■ Texto ■
-=-=-=-=-

Siempre nos quedará el convento -el de frailes, o el de monjas- cuando las cosas ya no tengan solución. Tres comidas al día; horarios regulados; habitación individual. Un oficio en la huerta, o en la cocina, para luego venderles dulces a los turistas de lo benedictino. Tiempo para leer, para reflexionar, para dar largos paseos entre claustros y jardines. Entregarse al ora et labora mientras uno repasa su vida plagada de errores: los amores perdidos, el tiempo desperdiciado, las flaquezas propias y las incomprensiones ajenas. Recorrer otra vez el camino erróneo que al final terminaba en ninguna parte. Y en medio de esa nada, ya perdidos para siempre, sin estrella polar ni puntos cardinales, el convento.

-=-=-=-=-

■ Datos proporcionados ■
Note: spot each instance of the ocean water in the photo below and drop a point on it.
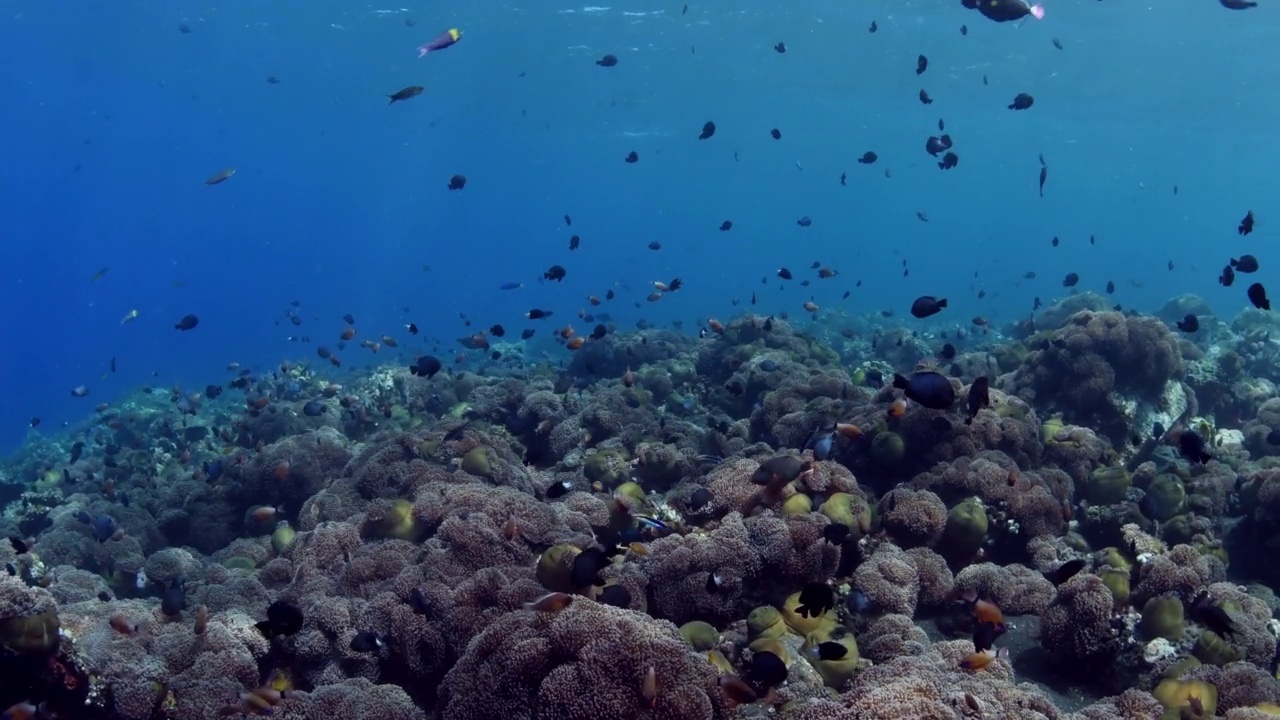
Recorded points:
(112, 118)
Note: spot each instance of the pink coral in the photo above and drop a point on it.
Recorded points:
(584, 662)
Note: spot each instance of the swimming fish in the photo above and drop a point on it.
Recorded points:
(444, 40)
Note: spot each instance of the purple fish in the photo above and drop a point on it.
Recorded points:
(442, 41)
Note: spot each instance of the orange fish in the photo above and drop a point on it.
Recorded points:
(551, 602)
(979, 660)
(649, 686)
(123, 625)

-=-=-=-=-

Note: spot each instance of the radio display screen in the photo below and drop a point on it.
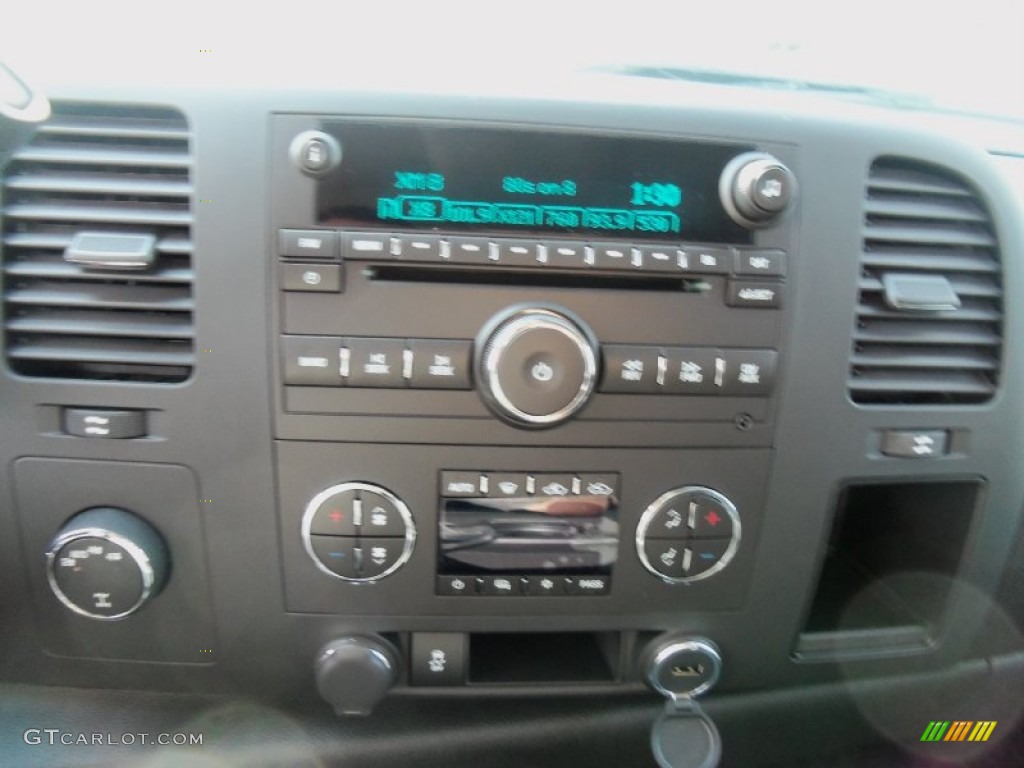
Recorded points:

-=-=-=-=-

■ Tareas ■
• A. Por favor, reproduce el fragmento del texto sobre el convento que empieza en "Siempre nos quedará" y termina con "cardinales, el convento.". Cambia "huerta" por "panadería".
• B. Indica si cada afirmación coincide con el texto sobre el convento, con sí o no y las palabras del texto que lo deciden: (i) en el convento hay tres comidas al día; (ii) la habitación del convento es compartida; (iii) se menciona vender dulces a los turistas.

■ Respuestas ■
• A.
Siempre nos quedará el convento -el de frailes, o el de monjas- cuando las cosas ya no tengan solución. Tres comidas al día; horarios regulados; habitación individual. Un oficio en la panadería, o en la cocina, para luego venderles dulces a los turistas de lo benedictino. Tiempo para leer, para reflexionar, para dar largos paseos entre claustros y jardines. Entregarse al ora et labora mientras uno repasa su vida plagada de errores: los amores perdidos, el tiempo desperdiciado, las flaquezas propias y las incomprensiones ajenas. Recorrer otra vez el camino erróneo que al final terminaba en ninguna parte. Y en medio de esa nada, ya perdidos para siempre, sin estrella polar ni puntos cardinales, el convento.

• B.
(i) Sí: "Tres comidas al día".
(ii) No: "habitación individual".
(iii) Sí: "para luego venderles dulces a los turistas de lo benedictino".